# Goal
Answer these from the essay about traveling through North Carolina:
(a) What does the writer count amid the red clay hills of Arkansas?
(b) Which four universities are named as part of the research triangle area?
(c) At what restaurant did the writer have breakfast while driving through South Carolina?

Modernization and sprawl takes its toll on every state, but it’s rare I drive through one where I don’t leave it without experiencing that one zen moment, maybe as brief as a single breath, but clarifying in a way that clears the mind to make way for a single ripple of awareness that contextualizes and explains, viscerally, a unique shade of that state’s personality. It could be driving through the winding hills of North Alabama in the early fall, visiting hot springs or counting the endless chicken farms amid the red clay hills of Arkansas, gorging on a cheese steak at a neighborhood dive during a sunny Sunday afternoon in south Philly, staring at a sunset from the ridge of a Shenandoah mountain in Virginia, watching a drag show on a humid summer night in Savannah, or driving through an endless dream of corn fields in central Indiana. For me those moments strip away the assimilation of modernity and leave me with a distinct rhythm, a heartbeat that make intimates of nameless strangers. Maybe it’s just my romantic predilections, but I feel them, and they help me sink into a place, classify it, taste it, appreciate it, and maybe even love it. In North Carolina, I experience no such moment.
When I travel to a state I search for its essence, the thing that makes it fundamentally different and unique from its 49 brothers and sisters. I also try to figure out if they are a brother, or a sister. Gut instinct tells me North Carolina is male. It’s just a feeling. South Carolina seems the more feminine of the two, and not just because North Carolina is on top. One of the two cities in North Carolina that I visited was Raleigh, one of the three cities that make up the research triangle, which is the most progressive area of the state and home to industry lured by the carrot of low tax rates, as well as four grand universities: North Carolina, NC State, Wake Forest, and Duke. The power of industry, elite educational schools, brutal suburbia, as well as the patriarchal old south vibe of downtown Raleigh leaves a decidedly masculine impression of the place. I hear South Carolina, besides its stark poverty, which is all that I’ve experienced of the place, has some very lovely old towns and beaches and is known for its palmettos, which strike me as feminine. However, I could be wrong. I drove through South Carolina once, many years ago, and all I remember are a million signs for South of the Border and an old woman with half rolled panty hose and varicose veins as big as big as catheter tubes who waited tables at the Waffle House where I had breakfast. I’m still depressed about that one.

# Dataset

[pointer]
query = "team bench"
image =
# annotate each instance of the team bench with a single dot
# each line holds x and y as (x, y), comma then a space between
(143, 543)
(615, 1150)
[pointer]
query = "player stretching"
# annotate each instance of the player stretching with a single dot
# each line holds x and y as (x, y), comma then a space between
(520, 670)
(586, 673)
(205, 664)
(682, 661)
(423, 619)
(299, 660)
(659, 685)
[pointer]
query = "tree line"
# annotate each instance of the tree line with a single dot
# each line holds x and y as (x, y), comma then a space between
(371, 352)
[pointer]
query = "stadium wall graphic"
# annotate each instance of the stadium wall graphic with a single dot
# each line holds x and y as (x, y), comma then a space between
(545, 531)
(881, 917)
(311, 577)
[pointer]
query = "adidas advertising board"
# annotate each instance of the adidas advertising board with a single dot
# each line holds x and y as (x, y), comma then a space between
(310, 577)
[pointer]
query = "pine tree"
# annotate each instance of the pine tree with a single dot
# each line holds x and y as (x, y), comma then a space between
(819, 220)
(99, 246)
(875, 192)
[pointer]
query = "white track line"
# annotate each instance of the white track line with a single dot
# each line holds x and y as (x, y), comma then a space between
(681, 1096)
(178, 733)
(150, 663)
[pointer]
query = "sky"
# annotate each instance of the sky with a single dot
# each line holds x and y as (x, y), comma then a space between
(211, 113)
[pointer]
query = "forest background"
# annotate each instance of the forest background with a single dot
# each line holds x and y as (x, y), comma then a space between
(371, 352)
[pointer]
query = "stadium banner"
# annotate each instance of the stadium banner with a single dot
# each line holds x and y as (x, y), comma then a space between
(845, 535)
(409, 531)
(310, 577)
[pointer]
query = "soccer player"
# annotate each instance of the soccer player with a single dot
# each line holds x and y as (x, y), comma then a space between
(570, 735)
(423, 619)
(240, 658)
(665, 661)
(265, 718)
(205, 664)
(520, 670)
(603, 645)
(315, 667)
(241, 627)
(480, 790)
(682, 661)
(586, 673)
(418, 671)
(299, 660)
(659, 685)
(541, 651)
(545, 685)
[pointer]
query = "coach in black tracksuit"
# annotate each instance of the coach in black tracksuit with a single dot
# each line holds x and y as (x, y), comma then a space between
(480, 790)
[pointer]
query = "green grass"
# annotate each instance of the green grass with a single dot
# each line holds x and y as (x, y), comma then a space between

# Answer below
(a) Endless chicken farms
(b) North Carolina, NC State, Wake Forest, and Duke
(c) The Waffle House